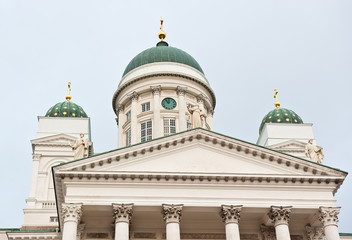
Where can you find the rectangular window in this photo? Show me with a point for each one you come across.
(169, 126)
(146, 131)
(128, 115)
(146, 107)
(128, 137)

DIRECTION: Omit every picture, then repeat the remaining data exactly as it appears above.

OUTPUT FOR THIS EXERCISE:
Where can you find the rectangular window in this photo? Show me with a point for each one you come across.
(169, 126)
(146, 131)
(128, 115)
(146, 107)
(128, 137)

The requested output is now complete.